Dataset rows about object locations:
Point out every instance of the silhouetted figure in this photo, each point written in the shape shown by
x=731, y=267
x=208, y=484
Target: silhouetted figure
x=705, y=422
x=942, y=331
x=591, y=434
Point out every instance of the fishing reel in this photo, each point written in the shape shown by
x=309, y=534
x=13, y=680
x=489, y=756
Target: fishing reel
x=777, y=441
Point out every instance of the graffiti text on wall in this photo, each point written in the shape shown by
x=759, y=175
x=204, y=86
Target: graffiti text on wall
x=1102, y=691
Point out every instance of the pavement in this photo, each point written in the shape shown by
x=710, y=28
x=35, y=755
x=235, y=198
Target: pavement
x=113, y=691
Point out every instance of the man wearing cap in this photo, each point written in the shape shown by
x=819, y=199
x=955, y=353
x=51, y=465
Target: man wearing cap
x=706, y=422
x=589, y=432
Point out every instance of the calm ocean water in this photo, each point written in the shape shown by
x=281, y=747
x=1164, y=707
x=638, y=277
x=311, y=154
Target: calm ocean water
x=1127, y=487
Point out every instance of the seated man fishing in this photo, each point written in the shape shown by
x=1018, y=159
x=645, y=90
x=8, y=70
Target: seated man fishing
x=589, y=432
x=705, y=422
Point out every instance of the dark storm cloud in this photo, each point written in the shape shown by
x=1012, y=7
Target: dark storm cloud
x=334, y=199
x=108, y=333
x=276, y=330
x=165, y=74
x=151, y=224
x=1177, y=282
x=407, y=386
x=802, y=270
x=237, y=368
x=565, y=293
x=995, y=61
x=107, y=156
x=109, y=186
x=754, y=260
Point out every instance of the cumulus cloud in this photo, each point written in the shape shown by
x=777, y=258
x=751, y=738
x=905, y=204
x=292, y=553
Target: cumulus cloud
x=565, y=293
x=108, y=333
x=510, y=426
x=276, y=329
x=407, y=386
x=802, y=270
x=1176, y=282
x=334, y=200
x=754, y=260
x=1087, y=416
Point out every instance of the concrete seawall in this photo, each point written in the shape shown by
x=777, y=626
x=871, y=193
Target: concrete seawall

## Problem
Copy the rows above from the line with "Point out every instance of the graffiti" to the line with "x=1127, y=487", keeping the request lines as they are. Shift every answer coordinate in that span by adding 79 to each x and y value, and leave the sample coordinates in the requests unchanged.

## Reply
Point out every instance of the graffiti text on wall in this photo, each point written in the shape shown by
x=759, y=175
x=204, y=86
Target: graffiti text on wall
x=1181, y=770
Point out every instance of the pavement in this photo, each point written in the shape shown by
x=710, y=28
x=35, y=755
x=235, y=198
Target: pavement
x=192, y=770
Point out every instance of the man wearing cap in this photo, each point written in the shape shown by
x=819, y=199
x=955, y=353
x=51, y=465
Target: man wearing cap
x=785, y=501
x=668, y=511
Point out every instance of the calm ocean water in this photo, each point written in the shape shown by
x=281, y=747
x=1164, y=707
x=638, y=277
x=311, y=154
Target: calm ocean water
x=1206, y=566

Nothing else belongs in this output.